Saved entries
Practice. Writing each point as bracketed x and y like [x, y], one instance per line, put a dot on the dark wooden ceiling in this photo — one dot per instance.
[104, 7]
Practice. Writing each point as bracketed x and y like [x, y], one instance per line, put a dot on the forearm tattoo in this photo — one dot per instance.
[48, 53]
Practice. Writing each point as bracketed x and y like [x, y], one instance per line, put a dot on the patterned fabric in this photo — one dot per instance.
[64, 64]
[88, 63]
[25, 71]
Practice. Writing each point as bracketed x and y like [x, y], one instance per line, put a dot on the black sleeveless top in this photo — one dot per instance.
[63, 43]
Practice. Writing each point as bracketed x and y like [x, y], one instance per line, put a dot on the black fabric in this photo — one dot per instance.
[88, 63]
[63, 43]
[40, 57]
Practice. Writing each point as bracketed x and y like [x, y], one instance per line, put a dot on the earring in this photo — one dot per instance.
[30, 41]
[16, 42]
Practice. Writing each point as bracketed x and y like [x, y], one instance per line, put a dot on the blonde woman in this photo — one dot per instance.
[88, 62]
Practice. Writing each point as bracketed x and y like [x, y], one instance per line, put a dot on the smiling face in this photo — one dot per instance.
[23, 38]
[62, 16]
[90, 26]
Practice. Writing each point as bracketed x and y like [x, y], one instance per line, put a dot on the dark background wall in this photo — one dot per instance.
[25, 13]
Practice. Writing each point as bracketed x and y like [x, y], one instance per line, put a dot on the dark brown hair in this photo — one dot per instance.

● THE TASK: Take the records and restate them word for word.

● RESULT:
Practice. Writing each point as bracketed x and y like [x, y], one instance per line, put a dot on the dark wooden ceiling in this photo — one dot per instance.
[104, 7]
Practice. Writing each point as bracketed x and y like [x, y], one instance per line, put a dot on the forearm tattoo in this photo — one dot per instance.
[48, 53]
Practice. Writing each point as bracketed x and y like [x, y], one instance per line, put a dot on the patterned fabric in this photo — one dot per instance.
[64, 64]
[88, 63]
[25, 71]
Practice. Writing each point as bracketed x and y like [x, y], one instance per line, put a dot on the black sleeveless top in this photo — one dot per instance.
[63, 43]
Practice. Writing each point as bracketed x and y like [x, y], one instance per line, put a dot on the black fabric in this photo — one dot per instance.
[88, 63]
[63, 43]
[40, 57]
Practice. Writing each point as bracketed x and y like [x, y], one instance per line, put a dot on the earring in this photo — one dot per instance.
[30, 41]
[16, 42]
Practice. Writing each point as bracketed x and y like [x, y], one instance per line, put a dot on the blonde woman in this photo — one dot per instance.
[88, 62]
Practice. Writing each point as bracketed x and y like [x, y], one instance per line, put a dot on the smiling face in this photo — one dot per instance.
[23, 38]
[62, 16]
[90, 26]
Practice. Writing each point as bracketed x and y like [x, y], one instance per line, put a dot on the dark background wall in this photo — one dot per instance.
[25, 13]
Practice. Writing each point as bracketed x and y like [x, y], one instance per line, put a dot on the dark brown hair in this photo — one dot per instance.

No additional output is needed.